▸ TRECHO SELECIONADO:
╭──
Tais expedientes criativos e estéticos não deixam de ser uma maneira peculiar de se registrar a história, cabendo aos intérpretes do presente identificar onde estão as plausibilidades e o que é verossímil ao se acionar o procedimento de operação historiográfica ensinada por Michel de Certeau (2020).
Do processo criativo do autor em Atrás da Catedral de Ruão
[...] a literatura amplia o nosso universo, incita-nos a imaginar outras maneiras de concebê-lo e organizá-lo. Somos todos feitos do que os outros seres humanos nos dão: primeiro nossos pais, depois aqueles que nos cercam; a literatura abre ao infinito essa possibilidade de interação com os outros e, por isso, nos enriquece infinitamente ( TODOROV, 2020, p. 23-24).
╰──
▸ TAREFAS A REALIZAR:
A. Extraia do trecho sobre literatura e historiografia a parte que se inicia pelas palavras que contêm "Tais expedientes criativos" e se encerra em "2020, p. 23-24).".
B. Segundo o trecho sobre literatura e historiografia, a quem cabe identificar onde estão as plausibilidades e o que é verossímil?
C. Dê prosseguimento ao trecho sobre literatura e historiografia a partir do ponto em que ele se interrompe.
O material apresentado adiante é independente do trecho sobre literatura e historiografia.

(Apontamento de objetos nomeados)
╭──
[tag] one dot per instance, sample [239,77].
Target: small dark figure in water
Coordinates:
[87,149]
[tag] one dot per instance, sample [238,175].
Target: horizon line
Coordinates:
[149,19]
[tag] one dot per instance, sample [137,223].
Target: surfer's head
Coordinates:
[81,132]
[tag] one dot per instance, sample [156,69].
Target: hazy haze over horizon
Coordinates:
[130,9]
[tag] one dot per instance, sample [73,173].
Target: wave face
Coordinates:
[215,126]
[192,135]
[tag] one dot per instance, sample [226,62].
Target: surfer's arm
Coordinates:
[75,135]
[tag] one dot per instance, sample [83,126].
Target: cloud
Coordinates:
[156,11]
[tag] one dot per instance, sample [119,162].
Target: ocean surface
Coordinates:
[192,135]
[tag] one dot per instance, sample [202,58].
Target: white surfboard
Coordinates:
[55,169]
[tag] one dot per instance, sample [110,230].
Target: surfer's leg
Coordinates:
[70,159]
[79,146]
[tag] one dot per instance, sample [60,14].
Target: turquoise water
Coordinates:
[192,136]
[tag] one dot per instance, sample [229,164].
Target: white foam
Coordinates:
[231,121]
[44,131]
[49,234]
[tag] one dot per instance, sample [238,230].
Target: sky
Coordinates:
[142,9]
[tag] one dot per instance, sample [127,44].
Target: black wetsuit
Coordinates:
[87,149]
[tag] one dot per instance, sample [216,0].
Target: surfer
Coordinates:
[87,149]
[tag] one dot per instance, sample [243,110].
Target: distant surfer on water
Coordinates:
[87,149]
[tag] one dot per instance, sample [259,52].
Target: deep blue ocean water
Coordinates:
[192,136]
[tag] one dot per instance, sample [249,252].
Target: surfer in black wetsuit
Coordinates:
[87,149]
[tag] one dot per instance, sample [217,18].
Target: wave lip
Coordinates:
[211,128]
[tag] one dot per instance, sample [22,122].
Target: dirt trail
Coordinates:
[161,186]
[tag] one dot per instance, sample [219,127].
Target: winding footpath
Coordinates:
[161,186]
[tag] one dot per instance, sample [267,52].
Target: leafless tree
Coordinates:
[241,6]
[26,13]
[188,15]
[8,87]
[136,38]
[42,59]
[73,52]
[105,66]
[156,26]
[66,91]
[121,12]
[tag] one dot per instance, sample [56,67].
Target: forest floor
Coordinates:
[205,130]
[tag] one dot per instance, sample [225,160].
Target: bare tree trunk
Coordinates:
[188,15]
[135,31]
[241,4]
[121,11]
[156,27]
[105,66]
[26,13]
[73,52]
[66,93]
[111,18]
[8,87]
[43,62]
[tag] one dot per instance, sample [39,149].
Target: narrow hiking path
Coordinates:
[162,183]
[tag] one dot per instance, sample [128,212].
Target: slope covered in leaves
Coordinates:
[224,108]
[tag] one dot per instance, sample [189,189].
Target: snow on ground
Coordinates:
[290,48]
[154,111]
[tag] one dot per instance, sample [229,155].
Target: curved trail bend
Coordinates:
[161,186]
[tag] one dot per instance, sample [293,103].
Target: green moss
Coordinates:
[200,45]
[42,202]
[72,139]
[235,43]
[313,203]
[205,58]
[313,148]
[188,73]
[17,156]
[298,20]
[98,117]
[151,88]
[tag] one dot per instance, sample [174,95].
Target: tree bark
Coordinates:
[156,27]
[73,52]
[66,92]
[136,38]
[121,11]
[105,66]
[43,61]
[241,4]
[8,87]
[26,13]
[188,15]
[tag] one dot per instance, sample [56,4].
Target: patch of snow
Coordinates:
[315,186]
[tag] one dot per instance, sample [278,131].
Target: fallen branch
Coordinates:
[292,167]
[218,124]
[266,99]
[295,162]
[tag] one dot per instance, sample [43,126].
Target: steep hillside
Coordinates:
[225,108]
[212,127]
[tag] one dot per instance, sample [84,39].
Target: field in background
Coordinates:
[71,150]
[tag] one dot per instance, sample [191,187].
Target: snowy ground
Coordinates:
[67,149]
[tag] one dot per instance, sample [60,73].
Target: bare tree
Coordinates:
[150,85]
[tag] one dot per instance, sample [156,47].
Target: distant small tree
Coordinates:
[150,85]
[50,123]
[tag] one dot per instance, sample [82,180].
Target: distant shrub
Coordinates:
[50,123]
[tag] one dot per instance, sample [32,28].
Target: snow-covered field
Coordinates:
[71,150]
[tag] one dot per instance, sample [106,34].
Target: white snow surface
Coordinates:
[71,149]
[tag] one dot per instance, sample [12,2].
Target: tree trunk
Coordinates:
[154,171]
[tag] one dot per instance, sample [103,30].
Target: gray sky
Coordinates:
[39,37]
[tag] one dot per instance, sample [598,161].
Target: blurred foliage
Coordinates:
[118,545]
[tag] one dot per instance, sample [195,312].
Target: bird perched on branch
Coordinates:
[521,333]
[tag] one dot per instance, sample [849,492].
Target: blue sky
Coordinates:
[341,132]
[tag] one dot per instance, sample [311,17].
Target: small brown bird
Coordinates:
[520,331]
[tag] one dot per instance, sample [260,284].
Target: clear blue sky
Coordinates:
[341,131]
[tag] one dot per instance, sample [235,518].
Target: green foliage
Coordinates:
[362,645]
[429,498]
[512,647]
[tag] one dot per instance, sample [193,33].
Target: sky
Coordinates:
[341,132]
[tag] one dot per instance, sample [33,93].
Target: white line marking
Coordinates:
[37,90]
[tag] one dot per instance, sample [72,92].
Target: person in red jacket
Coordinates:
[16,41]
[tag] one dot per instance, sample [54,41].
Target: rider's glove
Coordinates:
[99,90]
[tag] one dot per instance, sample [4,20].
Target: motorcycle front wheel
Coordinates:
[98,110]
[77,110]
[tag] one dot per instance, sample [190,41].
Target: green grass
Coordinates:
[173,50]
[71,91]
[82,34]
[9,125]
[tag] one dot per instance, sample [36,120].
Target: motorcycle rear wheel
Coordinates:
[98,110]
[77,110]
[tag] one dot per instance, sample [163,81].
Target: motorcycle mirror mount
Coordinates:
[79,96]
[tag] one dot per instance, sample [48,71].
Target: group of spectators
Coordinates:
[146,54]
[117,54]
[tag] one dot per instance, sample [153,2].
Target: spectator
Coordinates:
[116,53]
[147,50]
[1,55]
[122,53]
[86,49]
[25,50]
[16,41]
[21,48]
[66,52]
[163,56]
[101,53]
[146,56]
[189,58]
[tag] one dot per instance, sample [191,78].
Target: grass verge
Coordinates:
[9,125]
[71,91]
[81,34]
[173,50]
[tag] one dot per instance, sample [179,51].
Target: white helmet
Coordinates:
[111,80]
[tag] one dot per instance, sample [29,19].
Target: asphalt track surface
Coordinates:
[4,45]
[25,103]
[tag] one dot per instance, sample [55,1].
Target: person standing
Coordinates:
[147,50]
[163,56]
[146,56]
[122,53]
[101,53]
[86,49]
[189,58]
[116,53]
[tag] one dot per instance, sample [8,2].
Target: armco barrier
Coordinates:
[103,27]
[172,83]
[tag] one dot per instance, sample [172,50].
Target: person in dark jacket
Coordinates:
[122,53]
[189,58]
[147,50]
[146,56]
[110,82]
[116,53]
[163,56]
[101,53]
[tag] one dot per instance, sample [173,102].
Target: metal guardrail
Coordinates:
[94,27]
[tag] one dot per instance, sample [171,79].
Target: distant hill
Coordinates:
╰──
▸ RESPOSTAS ESPERADAS:
A.
Tais expedientes criativos e estéticos não deixam de ser uma maneira peculiar de se registrar a história, cabendo aos intérpretes do presente identificar onde estão as plausibilidades e o que é verossímil ao se acionar o procedimento de operação historiográfica ensinada por Michel de Certeau (2020).
Do processo criativo do autor em Atrás da Catedral de Ruão
[...] a literatura amplia o nosso universo, incita-nos a imaginar outras maneiras de concebê-lo e organizá-lo. Somos todos feitos do que os outros seres humanos nos dão: primeiro nossos pais, depois aqueles que nos cercam; a literatura abre ao infinito essa possibilidade de interação com os outros e, por isso, nos enriquece infinitamente ( TODOROV, 2020, p. 23-24).

B. Aos intérpretes do presente.

C.
Se estudar literatura resulta numa experiência enriquecedora, como infere Tzvetan Todorov, conjugá-la com reflexão histórica parece ativar importantes possibilidades ao pesquisador. Assim, antes de adentrar na caracterização e na análise do conto “Ruão” é necessário esclarecer que nele vislumbramos ato educativo (ensino de francês), processo educacional (prática do ensino do idioma) e sujeito educacional (a professora Mademoiselle como agente de educação doméstica).
Conto, a partir do século XIX, consiste num gênero literário de narrativa concisa que, segundo Piglia (2004, p. 89), normalmente possui duas narrativas, uma na superfície e outra que aparece de forma secreta, que se encontra nas entrelinhas do episódio. É também um texto narrativo que condensa conflito, tempo e espaço. Percebe-se, todavia, que o gênero conto foi pouco praticado pelos modernistas, que tiveram predileção pela modalidade lírica na forma de poemas.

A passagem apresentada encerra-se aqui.